The input -
.....

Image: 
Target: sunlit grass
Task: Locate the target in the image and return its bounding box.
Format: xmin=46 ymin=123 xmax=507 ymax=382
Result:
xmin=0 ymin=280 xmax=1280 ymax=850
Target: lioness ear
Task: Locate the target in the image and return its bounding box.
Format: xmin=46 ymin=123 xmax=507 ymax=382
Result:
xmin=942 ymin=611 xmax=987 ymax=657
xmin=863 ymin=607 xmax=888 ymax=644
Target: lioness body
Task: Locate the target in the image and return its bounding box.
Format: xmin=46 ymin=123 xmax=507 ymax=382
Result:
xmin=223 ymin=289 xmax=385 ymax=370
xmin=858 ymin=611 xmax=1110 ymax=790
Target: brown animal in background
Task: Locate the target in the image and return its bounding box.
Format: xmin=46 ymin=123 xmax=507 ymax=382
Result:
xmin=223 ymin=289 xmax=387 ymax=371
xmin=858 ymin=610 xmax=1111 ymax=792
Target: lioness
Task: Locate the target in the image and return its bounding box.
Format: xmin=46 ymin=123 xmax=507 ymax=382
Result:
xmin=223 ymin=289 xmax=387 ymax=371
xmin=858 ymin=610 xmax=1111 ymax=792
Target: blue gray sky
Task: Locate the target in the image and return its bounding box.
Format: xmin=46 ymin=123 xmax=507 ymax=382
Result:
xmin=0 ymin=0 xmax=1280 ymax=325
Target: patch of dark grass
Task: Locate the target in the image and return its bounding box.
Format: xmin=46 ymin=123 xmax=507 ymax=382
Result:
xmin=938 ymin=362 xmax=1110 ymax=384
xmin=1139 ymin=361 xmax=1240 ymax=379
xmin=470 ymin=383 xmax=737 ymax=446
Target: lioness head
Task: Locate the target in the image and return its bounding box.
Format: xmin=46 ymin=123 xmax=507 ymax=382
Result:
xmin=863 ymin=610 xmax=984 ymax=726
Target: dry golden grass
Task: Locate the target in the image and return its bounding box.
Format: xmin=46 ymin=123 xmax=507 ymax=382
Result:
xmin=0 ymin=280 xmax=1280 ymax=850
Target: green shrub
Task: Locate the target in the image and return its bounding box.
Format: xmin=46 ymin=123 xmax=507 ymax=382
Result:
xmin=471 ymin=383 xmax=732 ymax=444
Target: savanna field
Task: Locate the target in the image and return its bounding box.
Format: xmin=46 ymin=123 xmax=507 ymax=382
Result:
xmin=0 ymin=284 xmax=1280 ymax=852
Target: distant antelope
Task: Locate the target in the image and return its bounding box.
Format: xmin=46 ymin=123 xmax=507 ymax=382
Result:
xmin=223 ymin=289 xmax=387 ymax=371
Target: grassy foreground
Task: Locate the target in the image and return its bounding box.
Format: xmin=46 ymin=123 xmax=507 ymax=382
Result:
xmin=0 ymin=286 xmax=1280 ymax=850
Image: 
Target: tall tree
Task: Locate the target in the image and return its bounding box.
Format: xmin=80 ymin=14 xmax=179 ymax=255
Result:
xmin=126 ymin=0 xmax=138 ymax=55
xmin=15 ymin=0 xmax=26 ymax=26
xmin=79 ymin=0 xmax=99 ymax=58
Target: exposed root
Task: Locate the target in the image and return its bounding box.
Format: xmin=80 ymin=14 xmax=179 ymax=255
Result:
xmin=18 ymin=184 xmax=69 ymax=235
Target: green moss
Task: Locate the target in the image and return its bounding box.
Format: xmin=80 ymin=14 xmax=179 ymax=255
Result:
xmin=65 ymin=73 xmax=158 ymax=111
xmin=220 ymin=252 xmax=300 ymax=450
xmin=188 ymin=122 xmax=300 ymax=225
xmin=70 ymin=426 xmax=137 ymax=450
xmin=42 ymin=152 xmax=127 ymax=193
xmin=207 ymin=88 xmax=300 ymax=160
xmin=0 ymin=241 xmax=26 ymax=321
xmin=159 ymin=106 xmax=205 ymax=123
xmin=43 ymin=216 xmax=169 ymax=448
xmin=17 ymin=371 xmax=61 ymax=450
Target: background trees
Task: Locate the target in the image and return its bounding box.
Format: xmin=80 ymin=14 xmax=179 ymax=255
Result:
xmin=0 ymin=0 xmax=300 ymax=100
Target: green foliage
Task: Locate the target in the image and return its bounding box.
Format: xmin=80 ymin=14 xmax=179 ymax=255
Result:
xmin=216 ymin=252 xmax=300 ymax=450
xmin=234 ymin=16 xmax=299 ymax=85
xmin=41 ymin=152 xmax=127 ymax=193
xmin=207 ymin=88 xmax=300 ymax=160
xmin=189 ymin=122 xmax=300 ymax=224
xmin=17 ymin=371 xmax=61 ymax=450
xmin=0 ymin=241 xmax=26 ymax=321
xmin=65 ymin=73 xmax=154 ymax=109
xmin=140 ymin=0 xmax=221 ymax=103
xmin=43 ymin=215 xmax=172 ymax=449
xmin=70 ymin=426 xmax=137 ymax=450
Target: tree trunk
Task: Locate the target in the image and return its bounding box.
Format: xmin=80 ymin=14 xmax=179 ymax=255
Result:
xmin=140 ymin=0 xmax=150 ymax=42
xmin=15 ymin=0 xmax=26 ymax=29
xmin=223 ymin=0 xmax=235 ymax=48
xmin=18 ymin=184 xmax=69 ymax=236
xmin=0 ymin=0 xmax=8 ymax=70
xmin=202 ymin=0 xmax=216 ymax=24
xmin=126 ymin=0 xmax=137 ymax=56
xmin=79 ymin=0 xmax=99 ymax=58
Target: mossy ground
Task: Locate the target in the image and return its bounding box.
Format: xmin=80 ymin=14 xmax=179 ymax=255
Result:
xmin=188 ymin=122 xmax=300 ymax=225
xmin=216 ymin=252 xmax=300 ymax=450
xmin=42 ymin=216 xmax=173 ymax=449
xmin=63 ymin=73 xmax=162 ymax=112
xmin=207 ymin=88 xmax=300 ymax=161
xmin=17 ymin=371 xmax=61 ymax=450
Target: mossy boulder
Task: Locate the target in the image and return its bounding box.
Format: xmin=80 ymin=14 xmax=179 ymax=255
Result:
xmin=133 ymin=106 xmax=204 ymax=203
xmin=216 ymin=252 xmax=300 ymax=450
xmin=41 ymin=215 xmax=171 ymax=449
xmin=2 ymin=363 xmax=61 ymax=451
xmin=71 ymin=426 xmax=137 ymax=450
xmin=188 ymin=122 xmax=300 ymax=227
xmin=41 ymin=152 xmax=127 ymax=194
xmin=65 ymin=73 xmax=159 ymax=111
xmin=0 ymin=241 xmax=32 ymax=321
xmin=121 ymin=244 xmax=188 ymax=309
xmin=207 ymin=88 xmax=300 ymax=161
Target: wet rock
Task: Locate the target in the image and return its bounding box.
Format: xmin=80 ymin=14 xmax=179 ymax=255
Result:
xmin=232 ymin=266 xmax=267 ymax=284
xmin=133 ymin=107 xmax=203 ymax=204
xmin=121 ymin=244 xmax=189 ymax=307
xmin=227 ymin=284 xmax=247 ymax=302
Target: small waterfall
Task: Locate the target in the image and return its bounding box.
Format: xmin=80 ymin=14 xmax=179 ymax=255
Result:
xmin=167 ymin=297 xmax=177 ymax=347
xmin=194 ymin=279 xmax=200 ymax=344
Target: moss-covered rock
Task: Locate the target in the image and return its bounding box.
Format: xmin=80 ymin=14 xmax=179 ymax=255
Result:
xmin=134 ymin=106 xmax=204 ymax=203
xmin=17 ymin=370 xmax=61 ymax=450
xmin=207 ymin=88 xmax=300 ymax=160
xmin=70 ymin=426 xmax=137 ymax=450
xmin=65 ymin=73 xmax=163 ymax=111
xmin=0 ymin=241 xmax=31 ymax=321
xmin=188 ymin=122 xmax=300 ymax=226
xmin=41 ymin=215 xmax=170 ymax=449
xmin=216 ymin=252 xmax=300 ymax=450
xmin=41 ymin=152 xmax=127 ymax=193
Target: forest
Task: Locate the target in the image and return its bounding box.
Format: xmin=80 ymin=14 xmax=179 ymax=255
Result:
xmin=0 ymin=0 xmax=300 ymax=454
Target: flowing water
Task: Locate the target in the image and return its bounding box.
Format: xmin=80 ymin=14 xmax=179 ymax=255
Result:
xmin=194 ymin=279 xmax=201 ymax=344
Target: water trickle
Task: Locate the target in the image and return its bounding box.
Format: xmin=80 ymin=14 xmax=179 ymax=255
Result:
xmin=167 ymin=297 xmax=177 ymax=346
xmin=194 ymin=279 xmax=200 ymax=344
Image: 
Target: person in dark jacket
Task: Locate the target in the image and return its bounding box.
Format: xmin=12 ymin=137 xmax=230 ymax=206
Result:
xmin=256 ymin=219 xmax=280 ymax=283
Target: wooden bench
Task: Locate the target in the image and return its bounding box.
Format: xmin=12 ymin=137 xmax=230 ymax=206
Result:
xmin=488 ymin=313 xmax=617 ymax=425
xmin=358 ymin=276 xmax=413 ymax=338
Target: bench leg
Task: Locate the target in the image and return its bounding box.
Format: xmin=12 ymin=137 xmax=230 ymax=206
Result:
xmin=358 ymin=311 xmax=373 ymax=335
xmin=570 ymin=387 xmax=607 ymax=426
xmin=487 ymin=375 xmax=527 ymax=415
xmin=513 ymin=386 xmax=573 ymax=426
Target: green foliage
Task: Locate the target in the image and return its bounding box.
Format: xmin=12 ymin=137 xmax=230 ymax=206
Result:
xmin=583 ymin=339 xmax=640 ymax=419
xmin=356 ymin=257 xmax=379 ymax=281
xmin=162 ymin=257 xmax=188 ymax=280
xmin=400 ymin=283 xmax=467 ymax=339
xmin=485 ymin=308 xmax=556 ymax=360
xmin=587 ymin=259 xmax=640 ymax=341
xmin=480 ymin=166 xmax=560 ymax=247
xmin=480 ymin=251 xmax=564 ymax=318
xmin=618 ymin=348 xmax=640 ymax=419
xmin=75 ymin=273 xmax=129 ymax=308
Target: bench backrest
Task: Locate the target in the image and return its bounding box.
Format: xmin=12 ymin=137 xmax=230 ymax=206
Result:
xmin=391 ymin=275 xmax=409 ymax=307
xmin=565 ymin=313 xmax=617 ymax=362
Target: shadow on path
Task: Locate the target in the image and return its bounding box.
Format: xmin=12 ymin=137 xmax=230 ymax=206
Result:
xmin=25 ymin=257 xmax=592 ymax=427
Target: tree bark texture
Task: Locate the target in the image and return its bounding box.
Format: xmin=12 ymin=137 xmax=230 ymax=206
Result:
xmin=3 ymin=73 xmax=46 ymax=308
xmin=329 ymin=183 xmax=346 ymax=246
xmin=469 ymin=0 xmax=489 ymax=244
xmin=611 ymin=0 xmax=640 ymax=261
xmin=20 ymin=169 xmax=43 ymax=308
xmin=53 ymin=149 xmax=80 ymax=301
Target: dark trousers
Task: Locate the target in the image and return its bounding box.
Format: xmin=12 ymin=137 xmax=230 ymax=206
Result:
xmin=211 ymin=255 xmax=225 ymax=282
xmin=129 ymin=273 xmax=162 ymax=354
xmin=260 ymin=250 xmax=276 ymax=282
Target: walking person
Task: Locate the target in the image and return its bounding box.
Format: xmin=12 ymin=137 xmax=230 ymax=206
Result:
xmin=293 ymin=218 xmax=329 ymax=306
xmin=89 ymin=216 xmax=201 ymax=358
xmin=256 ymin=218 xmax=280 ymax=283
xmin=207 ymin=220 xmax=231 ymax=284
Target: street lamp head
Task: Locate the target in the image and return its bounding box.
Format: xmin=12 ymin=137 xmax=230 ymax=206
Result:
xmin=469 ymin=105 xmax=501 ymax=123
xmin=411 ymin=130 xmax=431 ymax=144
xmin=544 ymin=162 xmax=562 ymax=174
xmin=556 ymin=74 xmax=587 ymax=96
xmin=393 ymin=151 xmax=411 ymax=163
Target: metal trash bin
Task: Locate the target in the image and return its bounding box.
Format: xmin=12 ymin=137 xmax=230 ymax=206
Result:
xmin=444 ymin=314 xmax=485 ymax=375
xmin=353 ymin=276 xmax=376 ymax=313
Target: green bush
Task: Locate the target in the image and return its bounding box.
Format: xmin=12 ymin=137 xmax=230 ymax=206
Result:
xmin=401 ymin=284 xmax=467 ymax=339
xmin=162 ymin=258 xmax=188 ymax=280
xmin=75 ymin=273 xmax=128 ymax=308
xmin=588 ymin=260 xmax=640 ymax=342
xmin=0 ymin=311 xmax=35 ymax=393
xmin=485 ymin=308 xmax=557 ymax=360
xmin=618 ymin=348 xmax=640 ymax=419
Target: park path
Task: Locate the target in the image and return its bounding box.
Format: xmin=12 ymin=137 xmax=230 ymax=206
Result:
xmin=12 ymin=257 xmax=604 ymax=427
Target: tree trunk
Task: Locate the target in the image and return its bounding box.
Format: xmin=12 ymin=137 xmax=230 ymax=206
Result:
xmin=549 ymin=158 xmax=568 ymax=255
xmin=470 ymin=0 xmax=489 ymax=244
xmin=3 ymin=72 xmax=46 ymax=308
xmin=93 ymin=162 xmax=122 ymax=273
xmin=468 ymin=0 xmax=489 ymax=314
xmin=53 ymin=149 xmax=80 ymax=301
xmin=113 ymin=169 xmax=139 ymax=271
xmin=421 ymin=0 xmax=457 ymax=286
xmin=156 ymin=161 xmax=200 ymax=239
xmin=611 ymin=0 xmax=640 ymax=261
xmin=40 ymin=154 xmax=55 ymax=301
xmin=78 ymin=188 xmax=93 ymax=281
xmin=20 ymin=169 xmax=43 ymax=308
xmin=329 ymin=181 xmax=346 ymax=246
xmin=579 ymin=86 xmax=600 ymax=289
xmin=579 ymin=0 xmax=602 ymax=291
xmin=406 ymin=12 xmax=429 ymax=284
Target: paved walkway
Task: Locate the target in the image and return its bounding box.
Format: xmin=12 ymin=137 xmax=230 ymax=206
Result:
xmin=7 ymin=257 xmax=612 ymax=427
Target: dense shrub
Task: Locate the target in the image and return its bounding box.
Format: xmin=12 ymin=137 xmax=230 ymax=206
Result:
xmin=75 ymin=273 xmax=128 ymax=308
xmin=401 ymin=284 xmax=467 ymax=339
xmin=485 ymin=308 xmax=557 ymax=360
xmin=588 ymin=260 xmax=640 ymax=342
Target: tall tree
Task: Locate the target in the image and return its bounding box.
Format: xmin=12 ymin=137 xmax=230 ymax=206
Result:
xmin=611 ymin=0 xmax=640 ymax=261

.....

Exercise brief - Can you write out the lines from the one containing "Target: blue gray sky" up to and including the one containing "xmin=0 ymin=0 xmax=1280 ymax=325", changing "blue gray sky" to "cloudy sky" and keeping everything else the same?

Response to the task -
Target: cloudy sky
Task: Locate the target in the image and return its bounding box.
Format: xmin=46 ymin=123 xmax=507 ymax=382
Result:
xmin=0 ymin=0 xmax=1280 ymax=325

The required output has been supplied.